Reproduce the lines below, from the very first one through the line containing "165 80 L 167", with both ends included, and omit the pictures.

— begin Supplied records —

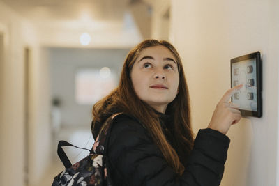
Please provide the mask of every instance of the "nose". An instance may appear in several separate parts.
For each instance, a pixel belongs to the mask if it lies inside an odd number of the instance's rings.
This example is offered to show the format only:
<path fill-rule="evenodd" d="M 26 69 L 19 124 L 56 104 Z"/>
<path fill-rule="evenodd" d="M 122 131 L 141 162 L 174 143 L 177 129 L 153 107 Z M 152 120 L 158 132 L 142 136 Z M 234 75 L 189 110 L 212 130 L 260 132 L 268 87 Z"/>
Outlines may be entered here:
<path fill-rule="evenodd" d="M 165 80 L 167 79 L 167 77 L 162 70 L 157 70 L 154 73 L 154 79 L 162 79 Z"/>

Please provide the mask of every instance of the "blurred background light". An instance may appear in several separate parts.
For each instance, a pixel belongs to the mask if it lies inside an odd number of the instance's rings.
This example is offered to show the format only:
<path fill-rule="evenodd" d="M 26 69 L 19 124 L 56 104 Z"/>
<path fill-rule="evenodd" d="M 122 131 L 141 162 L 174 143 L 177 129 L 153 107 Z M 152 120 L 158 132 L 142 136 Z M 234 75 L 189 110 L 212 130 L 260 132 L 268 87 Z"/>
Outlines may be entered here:
<path fill-rule="evenodd" d="M 110 69 L 108 67 L 103 67 L 100 70 L 100 75 L 102 78 L 107 78 L 110 75 Z"/>

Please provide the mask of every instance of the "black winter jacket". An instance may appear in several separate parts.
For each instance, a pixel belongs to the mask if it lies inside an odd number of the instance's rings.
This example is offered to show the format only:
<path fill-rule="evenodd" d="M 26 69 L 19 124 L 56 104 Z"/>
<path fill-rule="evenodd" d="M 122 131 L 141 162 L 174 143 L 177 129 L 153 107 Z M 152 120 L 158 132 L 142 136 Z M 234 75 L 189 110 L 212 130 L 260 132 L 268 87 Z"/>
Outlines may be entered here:
<path fill-rule="evenodd" d="M 164 123 L 165 118 L 161 114 L 162 128 L 166 134 L 172 123 Z M 172 134 L 166 134 L 171 144 Z M 179 176 L 167 165 L 142 124 L 132 116 L 119 116 L 109 138 L 109 174 L 114 185 L 219 185 L 229 141 L 218 131 L 200 130 L 184 164 L 185 171 Z"/>

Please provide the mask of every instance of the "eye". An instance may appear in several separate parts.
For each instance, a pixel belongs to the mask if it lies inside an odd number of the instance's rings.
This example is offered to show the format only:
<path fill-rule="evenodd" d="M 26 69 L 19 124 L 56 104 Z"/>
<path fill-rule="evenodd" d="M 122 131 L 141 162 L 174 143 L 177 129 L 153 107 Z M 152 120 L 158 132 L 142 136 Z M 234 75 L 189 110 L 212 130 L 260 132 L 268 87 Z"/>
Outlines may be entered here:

— end Supplied records —

Answer in full -
Please provide the mask of every instance of the "nose". An instance may appear in several separate parts.
For each instance, a pixel belongs to the mask if it lies inside an odd number of the instance's rings.
This example is offered to show the format only:
<path fill-rule="evenodd" d="M 26 69 L 19 124 L 56 104 Z"/>
<path fill-rule="evenodd" d="M 122 131 L 141 162 L 174 143 L 177 129 L 153 107 Z M 152 120 L 158 132 L 142 136 Z M 234 75 L 189 110 L 212 130 L 260 132 L 268 87 Z"/>
Outlines may be entered here:
<path fill-rule="evenodd" d="M 165 80 L 167 79 L 167 77 L 162 70 L 157 70 L 154 73 L 154 79 L 162 79 Z"/>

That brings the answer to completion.